(Records from a data collection)
+-------+
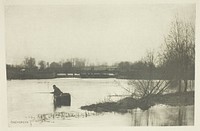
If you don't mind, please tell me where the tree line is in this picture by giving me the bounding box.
[7,17,195,91]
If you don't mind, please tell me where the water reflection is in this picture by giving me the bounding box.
[129,105,194,126]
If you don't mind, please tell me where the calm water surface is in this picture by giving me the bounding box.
[7,78,194,127]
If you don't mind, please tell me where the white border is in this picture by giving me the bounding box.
[0,0,200,131]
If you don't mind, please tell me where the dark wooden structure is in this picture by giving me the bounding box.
[54,93,71,107]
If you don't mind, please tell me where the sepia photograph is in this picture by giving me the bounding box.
[1,2,196,128]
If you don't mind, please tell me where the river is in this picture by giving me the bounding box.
[7,78,194,127]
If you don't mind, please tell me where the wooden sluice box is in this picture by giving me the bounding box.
[54,93,71,106]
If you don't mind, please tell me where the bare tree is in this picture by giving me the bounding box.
[23,57,36,69]
[161,17,195,92]
[38,60,47,70]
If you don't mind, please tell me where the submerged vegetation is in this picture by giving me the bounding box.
[81,91,194,113]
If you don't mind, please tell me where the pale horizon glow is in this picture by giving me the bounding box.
[5,4,195,64]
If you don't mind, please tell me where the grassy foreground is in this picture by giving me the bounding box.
[81,91,194,113]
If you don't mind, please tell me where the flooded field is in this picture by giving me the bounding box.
[7,78,194,127]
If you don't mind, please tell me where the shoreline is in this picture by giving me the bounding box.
[80,91,194,113]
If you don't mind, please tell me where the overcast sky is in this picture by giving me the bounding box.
[5,4,195,64]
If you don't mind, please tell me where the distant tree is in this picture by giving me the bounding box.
[23,57,37,69]
[50,62,61,69]
[118,61,131,72]
[62,61,72,71]
[38,60,47,70]
[161,17,195,92]
[127,51,172,98]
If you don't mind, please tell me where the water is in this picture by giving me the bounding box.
[7,78,194,127]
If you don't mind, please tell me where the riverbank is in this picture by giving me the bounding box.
[81,91,194,113]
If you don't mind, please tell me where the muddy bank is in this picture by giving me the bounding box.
[81,91,194,113]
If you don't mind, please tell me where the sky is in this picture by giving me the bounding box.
[5,4,195,64]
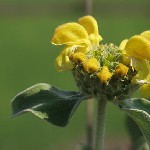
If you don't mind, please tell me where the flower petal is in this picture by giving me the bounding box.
[125,35,150,60]
[140,84,150,100]
[119,39,128,50]
[52,23,89,45]
[119,39,130,65]
[141,30,150,41]
[78,16,102,44]
[131,58,150,84]
[55,46,74,71]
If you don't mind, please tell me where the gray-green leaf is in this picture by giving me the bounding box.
[12,83,87,127]
[115,98,150,147]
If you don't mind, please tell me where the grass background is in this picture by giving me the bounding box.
[0,0,150,150]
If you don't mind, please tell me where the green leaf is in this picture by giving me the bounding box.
[12,83,87,127]
[126,115,149,150]
[115,98,150,147]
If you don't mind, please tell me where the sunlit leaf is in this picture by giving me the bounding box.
[12,83,87,127]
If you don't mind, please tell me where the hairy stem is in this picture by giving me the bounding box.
[87,99,94,150]
[94,99,107,150]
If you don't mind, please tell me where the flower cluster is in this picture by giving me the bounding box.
[51,16,150,99]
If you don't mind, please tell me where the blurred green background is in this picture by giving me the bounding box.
[0,0,150,150]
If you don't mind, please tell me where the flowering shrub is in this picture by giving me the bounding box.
[12,16,150,150]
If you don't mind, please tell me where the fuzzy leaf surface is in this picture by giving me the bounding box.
[12,83,87,127]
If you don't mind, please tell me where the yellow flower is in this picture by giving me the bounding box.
[115,63,129,77]
[120,31,150,84]
[83,57,99,73]
[97,66,112,83]
[51,16,102,71]
[69,52,86,64]
[140,84,150,100]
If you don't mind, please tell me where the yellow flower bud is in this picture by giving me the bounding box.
[125,35,150,60]
[115,63,129,77]
[83,57,99,73]
[141,84,150,100]
[97,66,112,83]
[69,52,86,64]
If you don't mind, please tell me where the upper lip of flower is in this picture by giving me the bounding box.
[120,30,150,84]
[51,16,102,71]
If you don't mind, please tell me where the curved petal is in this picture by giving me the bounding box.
[141,30,150,41]
[55,46,74,71]
[125,35,150,60]
[132,58,150,84]
[78,16,102,44]
[119,39,130,65]
[119,39,128,50]
[51,23,89,45]
[140,84,150,100]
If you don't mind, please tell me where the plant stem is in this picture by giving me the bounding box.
[94,99,107,150]
[87,99,94,150]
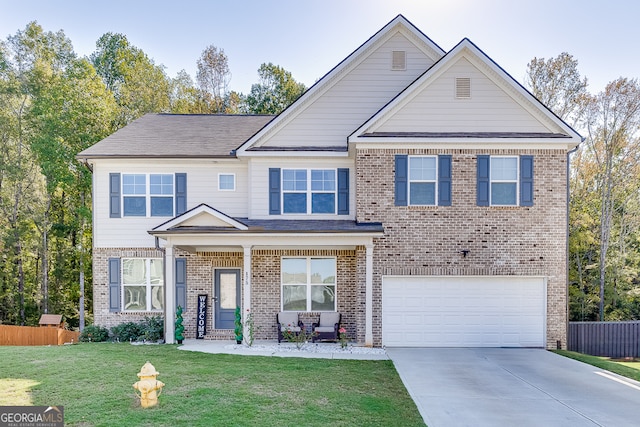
+-------+
## [What is expected]
Please collect every line of the records above that contains the word "yellow" and copy each such line in full. Case counts when matching.

## [Exercise answer]
If you don't mind, please tell me where the yellow flower is in this picture by giving me the bounding box.
If you don't mind, please tell me where the yellow flower bud is in this picture by giving me the bounding box.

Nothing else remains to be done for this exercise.